-- Records follows --

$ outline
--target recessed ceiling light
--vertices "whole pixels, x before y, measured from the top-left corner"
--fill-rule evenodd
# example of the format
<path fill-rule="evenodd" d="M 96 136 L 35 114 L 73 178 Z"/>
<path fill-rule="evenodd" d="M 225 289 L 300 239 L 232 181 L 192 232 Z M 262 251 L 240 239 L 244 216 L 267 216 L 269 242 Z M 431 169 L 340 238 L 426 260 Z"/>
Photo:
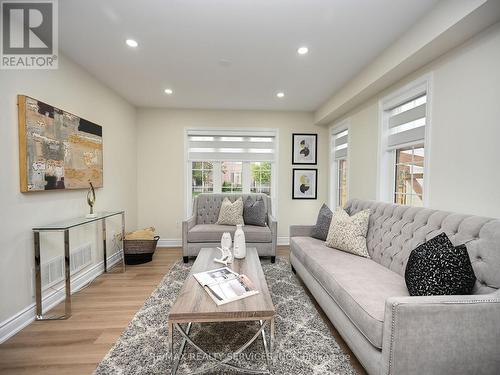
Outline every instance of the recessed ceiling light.
<path fill-rule="evenodd" d="M 172 95 L 173 93 L 174 93 L 174 90 L 172 90 L 172 89 L 165 89 L 165 94 Z"/>
<path fill-rule="evenodd" d="M 280 91 L 280 92 L 276 93 L 276 96 L 277 96 L 278 98 L 284 98 L 284 97 L 285 97 L 285 93 L 284 93 L 284 92 L 282 92 L 282 91 Z"/>
<path fill-rule="evenodd" d="M 134 39 L 127 39 L 125 43 L 127 43 L 127 46 L 132 48 L 135 48 L 139 45 L 139 43 L 137 43 Z"/>
<path fill-rule="evenodd" d="M 306 53 L 309 52 L 309 48 L 307 47 L 300 47 L 298 50 L 297 50 L 297 53 L 299 55 L 305 55 Z"/>

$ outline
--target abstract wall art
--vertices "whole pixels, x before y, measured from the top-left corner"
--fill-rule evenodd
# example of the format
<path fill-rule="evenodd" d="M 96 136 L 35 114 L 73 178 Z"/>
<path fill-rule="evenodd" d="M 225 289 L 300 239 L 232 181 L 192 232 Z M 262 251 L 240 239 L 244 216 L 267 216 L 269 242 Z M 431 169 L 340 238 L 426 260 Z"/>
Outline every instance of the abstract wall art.
<path fill-rule="evenodd" d="M 102 127 L 18 95 L 21 192 L 103 185 Z"/>
<path fill-rule="evenodd" d="M 292 134 L 292 164 L 317 164 L 317 134 Z"/>
<path fill-rule="evenodd" d="M 293 169 L 292 199 L 316 199 L 318 195 L 318 170 Z"/>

-- Records concluded --

### Exercise objective
Copy the entries above faithfully and omit every image.

### Reply
$ outline
--target recessed ceiling light
--vertices "whole pixels, x before y, measured from the top-left corner"
--fill-rule evenodd
# example of the format
<path fill-rule="evenodd" d="M 96 136 L 35 114 L 73 178 Z"/>
<path fill-rule="evenodd" d="M 225 289 L 300 239 L 232 181 L 192 232 Z M 262 251 L 240 239 L 244 216 L 267 216 L 269 242 Z M 431 169 L 340 238 L 426 260 Z"/>
Photo:
Outline every instance of the recessed ceiling light.
<path fill-rule="evenodd" d="M 172 95 L 173 93 L 174 93 L 174 90 L 172 90 L 172 89 L 165 89 L 165 94 Z"/>
<path fill-rule="evenodd" d="M 280 91 L 280 92 L 276 93 L 276 96 L 277 96 L 278 98 L 284 98 L 284 97 L 285 97 L 285 93 L 284 93 L 284 92 L 282 92 L 282 91 Z"/>
<path fill-rule="evenodd" d="M 134 39 L 127 39 L 125 43 L 127 43 L 127 46 L 132 48 L 135 48 L 139 45 L 139 43 L 137 43 Z"/>
<path fill-rule="evenodd" d="M 306 53 L 309 52 L 309 48 L 307 47 L 300 47 L 298 50 L 297 50 L 297 53 L 299 55 L 305 55 Z"/>

$ outline
--target abstract wall art
--vertices "whole pixels, x before y, measured from the top-left corner"
--fill-rule evenodd
# example of the format
<path fill-rule="evenodd" d="M 96 136 L 35 114 L 73 178 Z"/>
<path fill-rule="evenodd" d="M 225 289 L 300 239 L 232 181 L 192 232 Z M 262 251 L 240 239 L 244 216 L 267 216 L 269 242 Z M 431 169 L 340 238 L 426 260 Z"/>
Outline every instance of the abstract wall art.
<path fill-rule="evenodd" d="M 102 127 L 18 95 L 21 192 L 103 185 Z"/>
<path fill-rule="evenodd" d="M 292 134 L 292 164 L 317 164 L 317 134 Z"/>
<path fill-rule="evenodd" d="M 293 169 L 292 199 L 316 199 L 318 195 L 318 170 Z"/>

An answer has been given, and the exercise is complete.